REQUEST:
Repeat the lines from the line with "472, row 107." up to and including the line with "column 234, row 48", renaming "facade" to "front" and leaving everything else unchanged.
★ ★ ★ ★ ★ ★ ★
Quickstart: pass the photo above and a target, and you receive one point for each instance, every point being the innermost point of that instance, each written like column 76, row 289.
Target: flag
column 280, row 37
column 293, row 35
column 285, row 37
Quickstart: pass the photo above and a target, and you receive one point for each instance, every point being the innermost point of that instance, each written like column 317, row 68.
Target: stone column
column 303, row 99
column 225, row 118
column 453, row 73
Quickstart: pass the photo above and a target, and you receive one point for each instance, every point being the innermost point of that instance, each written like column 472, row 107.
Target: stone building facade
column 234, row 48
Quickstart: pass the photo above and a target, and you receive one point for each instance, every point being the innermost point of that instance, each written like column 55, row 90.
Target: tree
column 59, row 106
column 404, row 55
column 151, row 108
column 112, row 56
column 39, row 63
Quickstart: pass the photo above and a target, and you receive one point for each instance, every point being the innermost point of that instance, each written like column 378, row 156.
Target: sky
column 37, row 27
★ ★ ★ ★ ★ ★ ★
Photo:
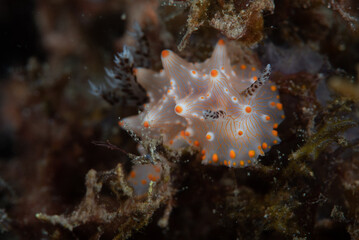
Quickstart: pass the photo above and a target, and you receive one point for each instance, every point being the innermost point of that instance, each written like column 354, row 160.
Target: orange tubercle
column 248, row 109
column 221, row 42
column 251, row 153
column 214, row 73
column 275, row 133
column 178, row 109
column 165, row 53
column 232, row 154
★ ★ ★ ★ ★ ★ ★
SOLUTION FOR THIS EXERCISE:
Quickstart: pass the photo above and a target, and you receive one point for each instance, every point being the innermost point of that instance, each written like column 472, row 107.
Target: stone building front
column 234, row 48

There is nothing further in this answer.